*OBJECTIVE 1:*
Reproduce the passage of the travel diary from "USA ’22 #15: Marshmallows" up to and including "luggage sized bag.", word for word.
*OBJECTIVE 2:*
Quote the entries exactly, from the line with "Give the outline of every instance of the green" up to and including the last line of the entries.

*GIVEN TEXT:*
USA ’22 #15: Marshmallows and swamp ’gators

USA ’22 #15:

Tuesday 17th May 2022

One of our top priorities on our first full day on the American Queen was to get some laundry done. Since we have found hotel laundry services to be expensive everywhere except India so far, we had found out in advance when we would be able to do washing for ourselves during this trip. We then worked out approximately how many pairs of trousers/shorts and tops we would need to reach these keys points and by packing sufficient underwear accordingly [and with Robert kindly putting a pair of shoes and one of Matilda’s toiletry bag in his suitcase] Matilda could manage with a cabin luggage sized bag.

Making a ‘guesstimate’ about the size of the machines, Matilda had divided the dirty washing into a light and a dark load before we went to bed. When we woke quite early, she swiftly went up to put a load on, realised both machines were free and went to get the ’dark’ wash to put in too. She had just done this when another woman appeared and was clearly disgruntled that both machines were in use. If Matilda had been a little more awake she would have dissembled and denied that she was using both machines to avoid the disapproving looks. However, as the woman was carrying barely an armful, Matilda felt her need was undeniably greater.

*DATA FOR THIS TASK:*
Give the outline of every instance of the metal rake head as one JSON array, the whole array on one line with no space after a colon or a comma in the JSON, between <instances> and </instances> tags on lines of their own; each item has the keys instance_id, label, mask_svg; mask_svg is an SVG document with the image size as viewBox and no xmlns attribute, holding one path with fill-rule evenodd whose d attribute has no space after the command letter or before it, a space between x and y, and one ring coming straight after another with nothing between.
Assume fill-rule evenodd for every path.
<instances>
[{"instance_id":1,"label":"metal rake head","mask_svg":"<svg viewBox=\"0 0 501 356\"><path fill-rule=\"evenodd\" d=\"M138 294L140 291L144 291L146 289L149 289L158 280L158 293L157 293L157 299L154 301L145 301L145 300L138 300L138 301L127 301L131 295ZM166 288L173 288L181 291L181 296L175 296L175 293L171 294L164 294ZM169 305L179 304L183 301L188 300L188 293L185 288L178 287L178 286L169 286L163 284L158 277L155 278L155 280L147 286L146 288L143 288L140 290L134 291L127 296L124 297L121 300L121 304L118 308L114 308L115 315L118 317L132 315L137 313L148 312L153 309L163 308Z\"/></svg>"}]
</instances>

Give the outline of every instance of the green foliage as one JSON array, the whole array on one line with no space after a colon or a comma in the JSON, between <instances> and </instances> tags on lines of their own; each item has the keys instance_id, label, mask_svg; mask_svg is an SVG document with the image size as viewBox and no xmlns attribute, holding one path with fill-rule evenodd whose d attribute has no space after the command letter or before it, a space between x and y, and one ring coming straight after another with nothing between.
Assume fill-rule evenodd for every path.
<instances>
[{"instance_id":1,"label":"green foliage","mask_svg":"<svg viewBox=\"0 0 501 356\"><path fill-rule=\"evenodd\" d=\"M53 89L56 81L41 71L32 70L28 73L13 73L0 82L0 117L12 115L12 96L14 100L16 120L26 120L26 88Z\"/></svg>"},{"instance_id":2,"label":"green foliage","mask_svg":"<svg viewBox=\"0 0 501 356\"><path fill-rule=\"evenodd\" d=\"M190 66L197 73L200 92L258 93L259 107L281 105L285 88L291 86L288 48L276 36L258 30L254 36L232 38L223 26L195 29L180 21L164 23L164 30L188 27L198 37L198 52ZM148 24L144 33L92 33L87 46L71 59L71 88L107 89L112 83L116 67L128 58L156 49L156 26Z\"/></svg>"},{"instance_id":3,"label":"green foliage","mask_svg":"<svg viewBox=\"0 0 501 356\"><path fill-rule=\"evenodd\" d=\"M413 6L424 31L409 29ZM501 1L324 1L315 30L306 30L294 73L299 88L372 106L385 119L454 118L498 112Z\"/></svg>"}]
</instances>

*WRITTEN RESPONSE 1:*
USA ’22 #15: Marshmallows and swamp ’gators

USA ’22 #15:

Tuesday 17th May 2022

One of our top priorities on our first full day on the American Queen was to get some laundry done. Since we have found hotel laundry services to be expensive everywhere except India so far, we had found out in advance when we would be able to do washing for ourselves during this trip. We then worked out approximately how many pairs of trousers/shorts and tops we would need to reach these keys points and by packing sufficient underwear accordingly [and with Robert kindly putting a pair of shoes and one of Matilda’s toiletry bag in his suitcase] Matilda could manage with a cabin luggage sized bag.

*WRITTEN RESPONSE 2:*
Give the outline of every instance of the green foliage as one JSON array, the whole array on one line with no space after a colon or a comma in the JSON, between <instances> and </instances> tags on lines of their own; each item has the keys instance_id, label, mask_svg; mask_svg is an SVG document with the image size as viewBox and no xmlns attribute, holding one path with fill-rule evenodd whose d attribute has no space after the command letter or before it, a space between x and y, and one ring coming straight after another with nothing between.
Assume fill-rule evenodd for every path.
<instances>
[{"instance_id":1,"label":"green foliage","mask_svg":"<svg viewBox=\"0 0 501 356\"><path fill-rule=\"evenodd\" d=\"M53 89L56 81L41 71L32 70L28 73L13 73L0 82L0 117L12 115L12 96L14 100L16 120L26 120L26 88Z\"/></svg>"},{"instance_id":2,"label":"green foliage","mask_svg":"<svg viewBox=\"0 0 501 356\"><path fill-rule=\"evenodd\" d=\"M190 66L197 73L200 92L258 93L259 107L281 105L285 88L291 86L288 48L276 36L258 30L254 36L232 38L223 26L195 29L180 21L164 23L164 30L188 27L198 37L198 52ZM148 24L144 33L92 33L87 46L71 59L71 88L107 89L112 83L116 67L128 58L156 49L156 26Z\"/></svg>"},{"instance_id":3,"label":"green foliage","mask_svg":"<svg viewBox=\"0 0 501 356\"><path fill-rule=\"evenodd\" d=\"M413 6L424 31L409 29ZM501 1L324 1L315 30L306 30L294 73L299 88L372 106L385 119L454 118L498 112Z\"/></svg>"}]
</instances>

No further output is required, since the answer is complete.